• Written problem 1:
Translate this sentence from the passage on self-managed super funds into Spanish: "In 2004, SMSFs controlled only 20% of all superannuation money."
• Written problem 2:
According to the passage on self-managed super funds, what share of all superannuation money did SMSF trustees control as at 31 December 2016?

• Selected extract:
——
The one million club
Nearly 600,000 SMSFs run by more than 1.1 million trustees control more than $650 billion in total assets, as at 31 December 2016. A more impressive statistic is that as at 31 December 2016, SMSF trustees control around a third of all superannuation money (32.4%) held by Australians in both APRA-regulated super funds and self-managed super funds. In 2004, SMSFs controlled only 20% of all superannuation money.
A fascinating aspect of this growth in SMSFs is that the investment behavior of the 1.1 million-plus SMSF trustees is capable of influencing investment markets. According to one investment expert, the desire by SMSF trustees for shares paying franked dividends is driving up the prices of high yield shares, such as bank stocks (despite the recent volatility), while another expert claims the SMSF love affair with companies that pay franked dividends is putting the long-term income of SMSF members at risk as companies review dividend policies, and in turn, SMSF trustees are inadvertently creating higher-risk investment portfolios. Other experts are urging SMSF trustees to invest in overseas investments, while some politicians are eyeing SMSFs as a source of funding for major infrastructure projects.
——
• Record set:
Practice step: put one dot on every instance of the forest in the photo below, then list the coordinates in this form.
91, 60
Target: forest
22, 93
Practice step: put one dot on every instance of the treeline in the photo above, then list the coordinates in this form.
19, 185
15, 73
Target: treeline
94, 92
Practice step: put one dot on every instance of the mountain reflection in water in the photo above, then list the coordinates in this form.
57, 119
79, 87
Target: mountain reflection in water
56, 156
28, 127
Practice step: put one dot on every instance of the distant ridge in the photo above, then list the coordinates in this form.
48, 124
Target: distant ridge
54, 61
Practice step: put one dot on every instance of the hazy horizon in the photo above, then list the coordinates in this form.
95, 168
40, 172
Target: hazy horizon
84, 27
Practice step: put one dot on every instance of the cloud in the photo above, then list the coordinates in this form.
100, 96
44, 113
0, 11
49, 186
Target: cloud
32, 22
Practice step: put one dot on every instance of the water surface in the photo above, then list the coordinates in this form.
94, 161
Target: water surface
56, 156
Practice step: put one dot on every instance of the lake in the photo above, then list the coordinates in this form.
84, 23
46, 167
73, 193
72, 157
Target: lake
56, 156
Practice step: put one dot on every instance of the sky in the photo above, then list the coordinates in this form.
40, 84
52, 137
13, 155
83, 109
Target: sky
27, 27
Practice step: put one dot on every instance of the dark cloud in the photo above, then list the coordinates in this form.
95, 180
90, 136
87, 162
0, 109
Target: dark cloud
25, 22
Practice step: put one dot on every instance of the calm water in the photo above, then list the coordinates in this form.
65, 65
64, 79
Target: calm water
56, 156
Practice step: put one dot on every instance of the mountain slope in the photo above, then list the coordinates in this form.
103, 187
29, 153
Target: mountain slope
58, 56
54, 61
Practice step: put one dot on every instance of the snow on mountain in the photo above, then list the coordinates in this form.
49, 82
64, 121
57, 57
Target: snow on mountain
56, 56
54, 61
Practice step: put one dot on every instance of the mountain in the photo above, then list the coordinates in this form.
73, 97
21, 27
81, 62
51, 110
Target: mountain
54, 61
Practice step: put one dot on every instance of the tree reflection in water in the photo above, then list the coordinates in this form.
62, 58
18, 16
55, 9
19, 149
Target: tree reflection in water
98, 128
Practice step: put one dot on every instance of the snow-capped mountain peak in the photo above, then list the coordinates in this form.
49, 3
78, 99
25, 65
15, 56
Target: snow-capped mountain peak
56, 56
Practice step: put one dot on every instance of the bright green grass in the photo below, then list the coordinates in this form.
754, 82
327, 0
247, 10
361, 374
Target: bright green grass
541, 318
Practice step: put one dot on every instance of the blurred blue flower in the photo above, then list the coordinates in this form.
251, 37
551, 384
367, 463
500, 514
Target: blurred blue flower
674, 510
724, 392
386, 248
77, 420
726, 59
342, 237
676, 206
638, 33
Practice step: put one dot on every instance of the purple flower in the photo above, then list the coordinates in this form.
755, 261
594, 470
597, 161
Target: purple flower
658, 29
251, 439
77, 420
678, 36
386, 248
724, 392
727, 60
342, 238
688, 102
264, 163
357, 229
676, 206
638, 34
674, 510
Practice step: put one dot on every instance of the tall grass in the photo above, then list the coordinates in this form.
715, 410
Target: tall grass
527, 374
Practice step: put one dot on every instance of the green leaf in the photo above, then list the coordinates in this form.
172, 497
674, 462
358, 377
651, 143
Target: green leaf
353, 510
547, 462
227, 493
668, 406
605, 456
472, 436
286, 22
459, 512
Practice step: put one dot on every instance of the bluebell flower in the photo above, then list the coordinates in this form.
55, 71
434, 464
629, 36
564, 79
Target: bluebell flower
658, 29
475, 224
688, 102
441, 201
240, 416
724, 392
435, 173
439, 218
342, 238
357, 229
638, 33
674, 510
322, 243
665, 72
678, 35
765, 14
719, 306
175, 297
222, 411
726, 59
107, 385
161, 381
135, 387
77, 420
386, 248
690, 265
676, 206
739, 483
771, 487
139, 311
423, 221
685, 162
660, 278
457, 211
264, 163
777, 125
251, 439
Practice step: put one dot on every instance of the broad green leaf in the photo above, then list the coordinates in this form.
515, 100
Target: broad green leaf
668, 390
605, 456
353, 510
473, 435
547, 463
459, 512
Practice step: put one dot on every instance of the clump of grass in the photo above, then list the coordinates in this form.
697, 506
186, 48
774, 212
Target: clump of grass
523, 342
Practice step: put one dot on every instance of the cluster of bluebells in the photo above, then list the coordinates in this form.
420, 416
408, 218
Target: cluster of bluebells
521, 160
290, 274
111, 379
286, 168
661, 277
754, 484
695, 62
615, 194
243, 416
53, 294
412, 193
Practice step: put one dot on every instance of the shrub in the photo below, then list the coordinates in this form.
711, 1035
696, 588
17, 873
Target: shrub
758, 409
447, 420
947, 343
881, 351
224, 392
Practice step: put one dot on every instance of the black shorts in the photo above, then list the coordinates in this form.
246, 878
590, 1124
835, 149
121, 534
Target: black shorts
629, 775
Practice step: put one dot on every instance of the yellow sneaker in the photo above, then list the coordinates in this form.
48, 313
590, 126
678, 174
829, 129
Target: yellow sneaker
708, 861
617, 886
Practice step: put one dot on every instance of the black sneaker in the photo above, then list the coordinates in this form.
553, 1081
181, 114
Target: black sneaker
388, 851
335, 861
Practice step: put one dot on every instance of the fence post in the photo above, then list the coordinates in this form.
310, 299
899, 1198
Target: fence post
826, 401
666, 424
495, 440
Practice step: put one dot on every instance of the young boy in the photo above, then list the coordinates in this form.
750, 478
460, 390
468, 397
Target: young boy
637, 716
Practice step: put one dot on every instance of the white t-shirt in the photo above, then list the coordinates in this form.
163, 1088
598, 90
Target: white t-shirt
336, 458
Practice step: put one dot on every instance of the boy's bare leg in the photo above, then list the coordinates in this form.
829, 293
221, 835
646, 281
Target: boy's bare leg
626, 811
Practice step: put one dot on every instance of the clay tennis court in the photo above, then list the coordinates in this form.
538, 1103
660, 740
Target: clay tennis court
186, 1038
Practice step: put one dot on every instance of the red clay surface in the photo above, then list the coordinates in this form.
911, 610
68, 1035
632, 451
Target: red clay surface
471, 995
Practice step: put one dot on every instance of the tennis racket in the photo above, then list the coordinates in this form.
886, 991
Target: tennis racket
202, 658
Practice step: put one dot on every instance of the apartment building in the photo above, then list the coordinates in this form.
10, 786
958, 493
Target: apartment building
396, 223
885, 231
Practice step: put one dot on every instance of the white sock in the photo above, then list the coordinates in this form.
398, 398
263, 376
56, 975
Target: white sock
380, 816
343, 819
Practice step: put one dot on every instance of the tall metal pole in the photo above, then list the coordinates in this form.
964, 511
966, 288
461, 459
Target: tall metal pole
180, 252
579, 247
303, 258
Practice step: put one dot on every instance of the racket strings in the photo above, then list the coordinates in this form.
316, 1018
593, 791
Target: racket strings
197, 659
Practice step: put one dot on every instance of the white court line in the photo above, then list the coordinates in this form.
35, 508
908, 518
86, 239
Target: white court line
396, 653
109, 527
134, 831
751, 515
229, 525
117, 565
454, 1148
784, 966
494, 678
——
• Correct output 1:
En 2004, los SMSF controlaban solo el 20 % de todo el dinero de jubilación.

• Correct output 2:
Around a third (32.4%).